▶ **Exercise set**:
[a] Please edit the passage on human stories from "And what happens" up to and including "continues to evolve.", swapping "kiddos" for "children".
[b] In the passage on human stories, which phrase does the writer say is uttered most loudly and often at home?

▶ **Provided passage**:
Part III: Welcome to the Gift!
(Scroll down to read Parts I and II)
Okay, let's get ourselves on down to a
quick recap. Where were we? Fertile Crescent. Beginning of
civilization. The introduction of the story 'Kill who you want, take
what you want.' The horrible injustice of all that, which eventually
gave rise to the the dominant human Story of Fairness. And money, the
tool that allowed our primary mythical archetype to transform from
'Me Big Strong Kill You,' to 'Hey, Wait, That Is So Unfair', a story
which continues to dominate our culture today.
Dang, don't you wish I'd been that
succinct back in those last two posts?
By the way, in the telling of this
story, have you noticed that it pretty closely mirrors the basic
story of individual human development? You know, we start out as
infants, go through all those stages and then die? That one.
Oh, wait, I need to quickly backtrack
first, because there was a story before 'Kill it! Take it! Kill it!'
It was the pre-civilization human story, and it was primarily defined
by this: 'All the people of the world take their proper place in the
balanced whole of life.' Now, when they said people, we all tend to
assume that they were talking about Human People. They weren't-- That
wasn't their story. Their story was that everything was alive,
including the rocks and the water and fire, mountains, oceans,
everything. Not only were they alive, they were people. And the
story, the ideal to which they aspired, was for all people to live in
balance together.
So back to the parallel with individual
human development. When we're born, we're just about as close as we
can possibly be to the oneness of the universe. We have little to no
concept of ourselves as individuals. This state, in many ways,
reflects the first human story, pre-civilization. We saw ourselves as
a part of the whole. We very well may have actually lacked the
capacity to identify ourselves as distinct, like a baby.
So that first little step into human
civilization was like when a baby first notices that she can control
those hands waving around in front of her face. It was the beginning
of the realization of identity. It reminds me so much of the
terrible twos! I'm a father of three children, and I can tell you, if
all the two-year-olds in the world had unlimited power, there would
be no survivors. It seems like the process of discovering personal
identity is such a monumental task, that we loose, for some amount of
time, the ability to recognize the existence of 'The Other'. So
killing and taking is a kind of natural activity from that
perspective.
And what happens when you grow out of
that? As a father of three, I can tell you the phrase uttered most
loudly and often in my house:
“NO FAIR!”
My kiddos live the story of Frodo and
Luke-- the story of the little guy, the underdog, who saves the world
and makes everything okay for all the other little people.
That's a beautiful story, by the way.
God, I love that story. It really is just full of love. Especially as
it continues to evolve.

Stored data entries

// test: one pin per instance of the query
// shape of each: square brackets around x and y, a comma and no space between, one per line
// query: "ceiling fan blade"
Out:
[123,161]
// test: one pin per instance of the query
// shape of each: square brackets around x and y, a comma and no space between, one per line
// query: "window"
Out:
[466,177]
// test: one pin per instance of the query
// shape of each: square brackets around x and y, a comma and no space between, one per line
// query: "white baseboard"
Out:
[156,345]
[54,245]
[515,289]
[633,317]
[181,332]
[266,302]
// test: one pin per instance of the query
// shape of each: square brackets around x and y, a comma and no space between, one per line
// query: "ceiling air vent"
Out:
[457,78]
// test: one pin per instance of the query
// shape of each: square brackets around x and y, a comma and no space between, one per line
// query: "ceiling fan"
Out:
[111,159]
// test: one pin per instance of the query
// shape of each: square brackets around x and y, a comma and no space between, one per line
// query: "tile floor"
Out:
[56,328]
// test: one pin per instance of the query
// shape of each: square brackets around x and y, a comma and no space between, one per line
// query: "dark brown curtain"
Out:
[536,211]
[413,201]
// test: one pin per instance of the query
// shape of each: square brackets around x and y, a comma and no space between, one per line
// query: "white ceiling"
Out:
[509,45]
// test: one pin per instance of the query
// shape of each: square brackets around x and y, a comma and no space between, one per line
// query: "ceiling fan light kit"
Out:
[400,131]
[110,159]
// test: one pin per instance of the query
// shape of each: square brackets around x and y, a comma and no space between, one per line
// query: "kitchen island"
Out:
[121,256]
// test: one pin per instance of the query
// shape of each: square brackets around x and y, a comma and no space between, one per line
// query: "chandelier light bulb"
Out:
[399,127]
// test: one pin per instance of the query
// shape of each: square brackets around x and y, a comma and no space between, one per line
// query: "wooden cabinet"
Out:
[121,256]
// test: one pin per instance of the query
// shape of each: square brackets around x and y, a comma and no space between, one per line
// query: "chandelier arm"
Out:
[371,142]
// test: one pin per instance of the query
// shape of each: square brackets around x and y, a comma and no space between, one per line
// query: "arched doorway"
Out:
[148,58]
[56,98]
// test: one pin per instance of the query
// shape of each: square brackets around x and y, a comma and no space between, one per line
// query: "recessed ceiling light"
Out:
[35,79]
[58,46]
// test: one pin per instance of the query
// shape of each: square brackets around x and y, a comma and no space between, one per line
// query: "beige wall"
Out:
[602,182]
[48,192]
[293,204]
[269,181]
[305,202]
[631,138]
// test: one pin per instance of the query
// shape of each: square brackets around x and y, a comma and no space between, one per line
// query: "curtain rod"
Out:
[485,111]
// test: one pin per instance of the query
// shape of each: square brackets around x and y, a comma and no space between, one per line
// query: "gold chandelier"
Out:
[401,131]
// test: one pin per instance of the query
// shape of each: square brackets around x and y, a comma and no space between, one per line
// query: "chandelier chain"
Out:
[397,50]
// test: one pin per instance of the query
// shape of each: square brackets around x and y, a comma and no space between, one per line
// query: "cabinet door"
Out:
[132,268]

▶ **Correct answers**:
[a]
And what happens when you grow out of
that? As a father of three, I can tell you the phrase uttered most
loudly and often in my house:
“NO FAIR!”
My children live the story of Frodo and
Luke-- the story of the little guy, the underdog, who saves the world
and makes everything okay for all the other little people.
That's a beautiful story, by the way.
God, I love that story. It really is just full of love. Especially as
it continues to evolve.

[b] "NO FAIR!"